Reproduce the lines below exactly, starting at the one containing "Query: helmet" and stopping at the final line.

** Available records follows **

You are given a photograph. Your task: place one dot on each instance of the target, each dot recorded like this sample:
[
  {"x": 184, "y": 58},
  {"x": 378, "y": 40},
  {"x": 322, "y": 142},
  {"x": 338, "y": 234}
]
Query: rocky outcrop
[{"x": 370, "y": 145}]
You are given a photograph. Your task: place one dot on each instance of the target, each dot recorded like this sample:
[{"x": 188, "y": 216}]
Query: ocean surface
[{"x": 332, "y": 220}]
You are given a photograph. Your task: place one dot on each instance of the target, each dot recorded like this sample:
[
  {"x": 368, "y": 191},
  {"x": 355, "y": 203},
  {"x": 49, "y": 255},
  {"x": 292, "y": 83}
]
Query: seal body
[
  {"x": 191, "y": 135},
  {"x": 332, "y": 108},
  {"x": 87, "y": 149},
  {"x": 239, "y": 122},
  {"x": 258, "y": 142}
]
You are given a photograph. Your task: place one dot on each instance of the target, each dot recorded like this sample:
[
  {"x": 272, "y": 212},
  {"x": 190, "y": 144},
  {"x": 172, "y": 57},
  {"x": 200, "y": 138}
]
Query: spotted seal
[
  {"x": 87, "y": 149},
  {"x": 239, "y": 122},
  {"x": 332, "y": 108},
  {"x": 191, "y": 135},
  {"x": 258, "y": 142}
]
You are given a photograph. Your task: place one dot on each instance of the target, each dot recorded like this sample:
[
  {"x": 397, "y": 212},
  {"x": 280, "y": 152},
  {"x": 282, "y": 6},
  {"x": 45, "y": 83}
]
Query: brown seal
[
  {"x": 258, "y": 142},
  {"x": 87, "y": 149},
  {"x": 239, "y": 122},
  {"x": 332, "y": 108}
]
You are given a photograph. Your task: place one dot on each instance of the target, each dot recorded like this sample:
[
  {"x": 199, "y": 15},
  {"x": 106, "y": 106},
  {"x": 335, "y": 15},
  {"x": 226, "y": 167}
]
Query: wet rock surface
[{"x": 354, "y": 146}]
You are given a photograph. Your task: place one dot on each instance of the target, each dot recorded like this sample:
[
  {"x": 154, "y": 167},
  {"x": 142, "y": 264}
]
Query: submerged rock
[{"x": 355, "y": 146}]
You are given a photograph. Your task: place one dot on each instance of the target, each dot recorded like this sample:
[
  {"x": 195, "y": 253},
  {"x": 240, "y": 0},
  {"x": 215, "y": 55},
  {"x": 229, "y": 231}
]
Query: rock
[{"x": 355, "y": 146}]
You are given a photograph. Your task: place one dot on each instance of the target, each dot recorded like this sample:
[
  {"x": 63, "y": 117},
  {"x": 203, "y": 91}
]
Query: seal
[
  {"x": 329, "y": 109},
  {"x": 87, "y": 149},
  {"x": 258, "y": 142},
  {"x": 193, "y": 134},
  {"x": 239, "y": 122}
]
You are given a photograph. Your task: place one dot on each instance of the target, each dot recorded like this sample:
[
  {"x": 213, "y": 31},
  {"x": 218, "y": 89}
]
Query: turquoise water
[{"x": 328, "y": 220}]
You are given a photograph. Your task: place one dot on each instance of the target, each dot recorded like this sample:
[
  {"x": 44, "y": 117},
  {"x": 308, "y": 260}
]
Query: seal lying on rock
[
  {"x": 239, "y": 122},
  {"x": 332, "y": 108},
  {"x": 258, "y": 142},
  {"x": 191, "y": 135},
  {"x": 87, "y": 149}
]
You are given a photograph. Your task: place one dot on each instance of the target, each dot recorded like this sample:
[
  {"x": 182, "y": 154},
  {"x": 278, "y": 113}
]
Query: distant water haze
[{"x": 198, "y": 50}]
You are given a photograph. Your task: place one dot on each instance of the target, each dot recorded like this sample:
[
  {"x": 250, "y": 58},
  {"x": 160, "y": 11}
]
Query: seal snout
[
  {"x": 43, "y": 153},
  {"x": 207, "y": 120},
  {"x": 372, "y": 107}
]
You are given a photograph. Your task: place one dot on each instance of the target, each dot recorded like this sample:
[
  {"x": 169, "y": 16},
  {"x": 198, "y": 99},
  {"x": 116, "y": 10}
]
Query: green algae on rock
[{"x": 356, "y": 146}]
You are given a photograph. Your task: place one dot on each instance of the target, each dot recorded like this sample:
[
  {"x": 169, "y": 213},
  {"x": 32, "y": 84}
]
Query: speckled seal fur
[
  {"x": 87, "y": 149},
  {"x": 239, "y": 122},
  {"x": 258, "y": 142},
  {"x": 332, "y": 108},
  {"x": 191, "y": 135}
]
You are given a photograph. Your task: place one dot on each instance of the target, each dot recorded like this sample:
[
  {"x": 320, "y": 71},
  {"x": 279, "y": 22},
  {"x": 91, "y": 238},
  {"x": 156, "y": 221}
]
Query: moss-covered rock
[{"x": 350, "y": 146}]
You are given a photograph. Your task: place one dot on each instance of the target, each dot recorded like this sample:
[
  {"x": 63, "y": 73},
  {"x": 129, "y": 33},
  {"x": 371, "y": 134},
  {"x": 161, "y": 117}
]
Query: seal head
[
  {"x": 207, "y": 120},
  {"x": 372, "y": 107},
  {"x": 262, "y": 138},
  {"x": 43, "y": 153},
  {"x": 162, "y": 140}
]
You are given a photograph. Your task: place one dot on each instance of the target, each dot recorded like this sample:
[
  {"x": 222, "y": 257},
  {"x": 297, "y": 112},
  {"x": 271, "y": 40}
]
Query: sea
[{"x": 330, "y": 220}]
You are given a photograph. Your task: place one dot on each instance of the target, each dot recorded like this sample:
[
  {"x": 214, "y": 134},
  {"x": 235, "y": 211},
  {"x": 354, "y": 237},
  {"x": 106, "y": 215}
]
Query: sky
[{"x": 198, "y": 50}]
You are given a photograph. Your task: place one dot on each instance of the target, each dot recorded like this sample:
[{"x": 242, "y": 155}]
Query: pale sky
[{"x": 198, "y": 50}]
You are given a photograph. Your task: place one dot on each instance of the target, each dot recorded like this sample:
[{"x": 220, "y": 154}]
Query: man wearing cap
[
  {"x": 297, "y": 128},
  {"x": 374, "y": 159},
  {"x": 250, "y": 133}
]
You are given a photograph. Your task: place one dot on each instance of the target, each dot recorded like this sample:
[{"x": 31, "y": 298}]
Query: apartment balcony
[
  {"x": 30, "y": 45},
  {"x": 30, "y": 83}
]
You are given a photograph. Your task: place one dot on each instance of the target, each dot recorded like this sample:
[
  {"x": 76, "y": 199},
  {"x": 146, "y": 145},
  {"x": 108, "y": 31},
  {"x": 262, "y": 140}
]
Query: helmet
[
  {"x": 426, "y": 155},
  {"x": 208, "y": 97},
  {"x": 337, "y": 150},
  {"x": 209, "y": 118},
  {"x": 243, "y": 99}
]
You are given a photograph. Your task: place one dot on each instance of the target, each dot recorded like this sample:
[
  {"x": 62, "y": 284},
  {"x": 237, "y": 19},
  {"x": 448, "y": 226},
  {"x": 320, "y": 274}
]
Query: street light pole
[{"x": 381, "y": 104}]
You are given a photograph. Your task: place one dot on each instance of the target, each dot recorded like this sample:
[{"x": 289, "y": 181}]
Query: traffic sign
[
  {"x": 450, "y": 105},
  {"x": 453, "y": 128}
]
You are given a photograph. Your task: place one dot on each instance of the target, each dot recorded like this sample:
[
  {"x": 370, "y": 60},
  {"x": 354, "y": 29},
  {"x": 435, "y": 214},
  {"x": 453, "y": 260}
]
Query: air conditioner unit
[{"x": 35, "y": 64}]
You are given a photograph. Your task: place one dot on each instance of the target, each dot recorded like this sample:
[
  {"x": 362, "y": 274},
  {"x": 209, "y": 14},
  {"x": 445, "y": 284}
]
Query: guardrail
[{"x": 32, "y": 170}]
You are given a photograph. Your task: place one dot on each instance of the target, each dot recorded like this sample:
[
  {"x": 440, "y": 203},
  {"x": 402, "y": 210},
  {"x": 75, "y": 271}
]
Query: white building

** End of Available records **

Exercise output >>
Query: helmet
[
  {"x": 426, "y": 155},
  {"x": 208, "y": 97},
  {"x": 337, "y": 150},
  {"x": 209, "y": 118},
  {"x": 243, "y": 99}
]
You are given a photograph. Your task: place one dot on each instance of the target, each dot recorded like this sample:
[
  {"x": 62, "y": 284},
  {"x": 237, "y": 19},
  {"x": 448, "y": 226},
  {"x": 320, "y": 274}
]
Query: street light pole
[{"x": 381, "y": 104}]
You are given a photograph. Your task: place one dot on each instance of the target, each dot recorded like this sample:
[{"x": 289, "y": 181}]
Query: traffic sign
[
  {"x": 450, "y": 105},
  {"x": 453, "y": 128}
]
You are given a photograph. Your task: place one dot on each instance of the target, each dot recorded like this sample:
[
  {"x": 370, "y": 60},
  {"x": 354, "y": 29},
  {"x": 435, "y": 214},
  {"x": 453, "y": 260}
]
Query: air conditioner unit
[{"x": 35, "y": 64}]
You are given a photograph. Your task: place one dot on each instance of the target, each dot recorded like this sample:
[
  {"x": 362, "y": 274},
  {"x": 209, "y": 14},
  {"x": 445, "y": 284}
]
Query: guardrail
[{"x": 32, "y": 170}]
You are given a photograph. Your task: place one dot on each instance of the target, each dot recorded like this sample:
[
  {"x": 440, "y": 203},
  {"x": 402, "y": 210},
  {"x": 75, "y": 271}
]
Query: white building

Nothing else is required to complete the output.